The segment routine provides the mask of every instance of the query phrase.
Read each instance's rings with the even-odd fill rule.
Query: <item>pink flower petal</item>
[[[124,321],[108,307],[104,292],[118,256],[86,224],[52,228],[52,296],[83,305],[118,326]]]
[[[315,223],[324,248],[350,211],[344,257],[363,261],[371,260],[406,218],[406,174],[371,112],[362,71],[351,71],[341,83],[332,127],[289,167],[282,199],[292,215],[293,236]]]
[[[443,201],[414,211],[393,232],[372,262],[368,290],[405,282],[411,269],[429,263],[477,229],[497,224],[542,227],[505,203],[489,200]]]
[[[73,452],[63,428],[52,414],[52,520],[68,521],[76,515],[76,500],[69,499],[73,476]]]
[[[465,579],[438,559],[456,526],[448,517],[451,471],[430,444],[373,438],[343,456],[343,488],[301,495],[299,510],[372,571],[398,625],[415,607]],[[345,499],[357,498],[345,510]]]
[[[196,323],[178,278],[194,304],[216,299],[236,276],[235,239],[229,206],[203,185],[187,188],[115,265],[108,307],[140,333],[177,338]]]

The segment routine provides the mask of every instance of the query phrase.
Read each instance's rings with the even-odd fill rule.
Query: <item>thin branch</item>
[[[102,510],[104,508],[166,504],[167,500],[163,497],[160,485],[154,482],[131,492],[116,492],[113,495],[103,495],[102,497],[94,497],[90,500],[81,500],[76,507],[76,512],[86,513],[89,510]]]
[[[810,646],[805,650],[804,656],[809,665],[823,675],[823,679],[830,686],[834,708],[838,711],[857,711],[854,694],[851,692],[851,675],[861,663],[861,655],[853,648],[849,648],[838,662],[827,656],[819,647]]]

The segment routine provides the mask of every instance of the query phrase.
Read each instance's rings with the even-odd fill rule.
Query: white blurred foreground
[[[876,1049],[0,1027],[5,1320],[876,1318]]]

::::::

TASK DESCRIPTION
After reading the listing, copy all of it out exactly.

EXERCISE SOLUTION
The segment routine provides the mask of every instance of the query phrase.
Read each instance's rings with the even-odd fill rule.
Query: <item>pink flower petal</item>
[[[124,321],[108,307],[104,292],[118,256],[86,224],[52,228],[52,296],[83,305],[118,326]]]
[[[315,223],[324,248],[350,211],[344,257],[363,261],[371,260],[406,218],[406,174],[371,112],[362,71],[351,71],[341,83],[332,127],[289,167],[282,199],[292,215],[293,236]]]
[[[443,201],[414,211],[393,232],[372,262],[368,290],[405,282],[411,269],[429,263],[477,229],[497,224],[542,227],[505,203],[489,200]]]
[[[73,452],[63,428],[52,414],[52,520],[68,521],[76,515],[76,500],[69,499],[73,476]]]
[[[465,579],[438,559],[456,526],[448,517],[451,471],[430,444],[373,438],[343,456],[343,488],[301,495],[299,510],[372,571],[398,625],[415,607]],[[345,499],[357,498],[345,510]]]
[[[196,323],[178,278],[194,304],[216,299],[236,276],[235,239],[229,206],[203,185],[187,188],[115,265],[108,307],[140,333],[177,338]]]

The segment routine provides the mask of every instance of the query phrase.
Read each instance's rings with the even-odd fill rule.
Query: <item>thin branch</item>
[[[102,510],[104,508],[166,504],[167,500],[163,497],[160,485],[154,482],[131,492],[116,492],[113,495],[103,495],[102,497],[94,497],[90,500],[81,500],[76,507],[76,512],[86,513],[89,510]]]
[[[810,646],[805,650],[804,656],[809,665],[823,675],[823,679],[830,686],[834,708],[838,711],[857,711],[854,694],[851,692],[851,675],[861,663],[861,655],[853,648],[849,648],[838,662],[827,656],[819,647]]]

The segment routine provides the mask of every instance of the query phrase.
Read each instance's rings with the even-odd fill rule.
Query: white blurred foreground
[[[876,1049],[0,1027],[5,1320],[876,1318]]]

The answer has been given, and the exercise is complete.